- [Exercise aim]:
Copy word for word the piece of the Jonny Burch profile starting at "Its VS evenings" and ending at "job,’ he says.".

Profile: Jonny Burch

Being fresh out of college has proved no hindrance for this young talent, who has founded a thriving blog and is settling in nicely at digital consultancy Collective. Clare Dowdy meets the mastermind behind designers’ showcase Shellsuit Zombie

In the current economic climate, Jonny Burch is that rare thing: a recent graduate with a job. Rarer still, he graduated in design and he’s actually working in the business. But it gets even more unusual than that, because just two years out of college, Burch has a mission. At 24, this alumnus of Loughborough University’s graphic design course is either super-talented or highly driven. Or perhaps he just got lucky.

It’s probably a bit of all three, as he’s not only in full-time employment at the London digital consultancy Collective, he’s also the founder of an initiative to support other recent design graduates.

Shellsuit Zombie is a blog with 10 000 unique users a month, and a website where graduates, students and established designers can showcase their work. This year it also became a print magazine.

Besides this, Burch and the four other Loughborough graduates involved with Shellsuit Zombie put on events – some of them tying in with D&AD’s own graduate activities, New Blood – to mix and match young talent with the industry.

Its VS evenings involve established creatives competing against graduates and students in design ’challenges’. Its fun, mixed atmosphere helps the evenings to act as relaxed networking opportunities. VS Liverpool – the event’s first outside London – took place last week, and the next VS London is on 7 December.

So how has all this happened? Towards the end of 2008, Burch was a couple of months into his first job designing well-crafted books for boutique art publisher Merrell, where he’d done an internship. ’I wanted to do something else besides the job,’ he says.

- [Extracted material]:
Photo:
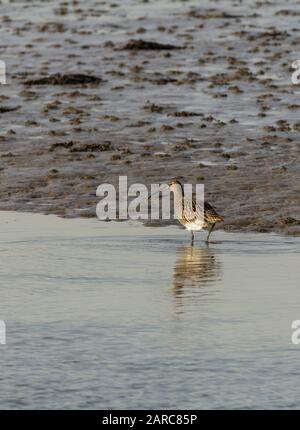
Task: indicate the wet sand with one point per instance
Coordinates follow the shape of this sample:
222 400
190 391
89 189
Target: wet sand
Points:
164 88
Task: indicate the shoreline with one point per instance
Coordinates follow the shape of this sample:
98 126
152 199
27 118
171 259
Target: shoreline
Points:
210 100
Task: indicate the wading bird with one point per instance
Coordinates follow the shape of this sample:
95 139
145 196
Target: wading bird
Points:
189 213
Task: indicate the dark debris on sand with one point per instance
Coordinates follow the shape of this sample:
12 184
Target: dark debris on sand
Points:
65 79
148 45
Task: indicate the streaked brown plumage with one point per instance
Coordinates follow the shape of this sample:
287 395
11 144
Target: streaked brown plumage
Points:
190 214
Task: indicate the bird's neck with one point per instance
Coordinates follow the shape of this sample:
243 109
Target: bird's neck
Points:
178 200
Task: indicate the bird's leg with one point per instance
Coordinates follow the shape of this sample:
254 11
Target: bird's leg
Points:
209 231
192 237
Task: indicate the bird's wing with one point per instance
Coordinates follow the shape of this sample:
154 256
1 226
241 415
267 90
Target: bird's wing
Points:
210 215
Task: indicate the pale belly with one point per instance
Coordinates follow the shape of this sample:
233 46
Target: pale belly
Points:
193 226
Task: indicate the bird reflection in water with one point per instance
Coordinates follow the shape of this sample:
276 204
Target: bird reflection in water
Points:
194 269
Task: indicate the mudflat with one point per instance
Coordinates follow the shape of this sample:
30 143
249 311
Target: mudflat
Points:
152 90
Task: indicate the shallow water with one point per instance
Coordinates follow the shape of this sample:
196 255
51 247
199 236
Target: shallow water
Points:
117 315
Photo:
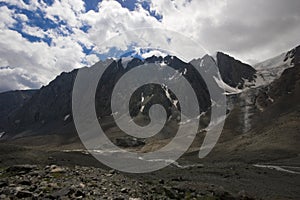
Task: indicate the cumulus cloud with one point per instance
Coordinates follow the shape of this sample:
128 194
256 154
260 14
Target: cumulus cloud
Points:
63 35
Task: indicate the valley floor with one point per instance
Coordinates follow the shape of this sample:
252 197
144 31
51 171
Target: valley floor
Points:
54 174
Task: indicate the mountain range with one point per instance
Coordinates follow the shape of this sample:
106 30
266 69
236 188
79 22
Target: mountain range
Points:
263 107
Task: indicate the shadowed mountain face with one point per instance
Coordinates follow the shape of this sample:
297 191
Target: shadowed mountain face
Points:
48 111
234 72
251 106
11 102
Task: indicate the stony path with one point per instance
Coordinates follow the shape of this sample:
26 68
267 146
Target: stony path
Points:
55 182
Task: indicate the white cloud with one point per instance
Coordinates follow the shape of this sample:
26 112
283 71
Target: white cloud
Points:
249 30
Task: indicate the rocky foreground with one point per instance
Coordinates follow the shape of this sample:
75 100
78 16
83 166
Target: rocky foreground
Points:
55 182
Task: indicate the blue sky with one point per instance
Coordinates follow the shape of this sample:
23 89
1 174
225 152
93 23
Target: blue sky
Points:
39 39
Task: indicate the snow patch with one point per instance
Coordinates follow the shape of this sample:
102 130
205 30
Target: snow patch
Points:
66 117
228 89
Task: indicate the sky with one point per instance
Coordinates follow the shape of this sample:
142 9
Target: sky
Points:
39 39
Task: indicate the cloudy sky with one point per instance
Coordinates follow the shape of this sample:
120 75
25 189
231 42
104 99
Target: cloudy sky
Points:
41 38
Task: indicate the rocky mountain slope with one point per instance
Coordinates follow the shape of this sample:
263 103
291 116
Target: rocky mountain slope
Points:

- [Solution to the exercise]:
Its VS evenings involve established creatives competing against graduates and students in design ’challenges’. Its fun, mixed atmosphere helps the evenings to act as relaxed networking opportunities. VS Liverpool – the event’s first outside London – took place last week, and the next VS London is on 7 December.

So how has all this happened? Towards the end of 2008, Burch was a couple of months into his first job designing well-crafted books for boutique art publisher Merrell, where he’d done an internship. ’I wanted to do something else besides the job,’ he says.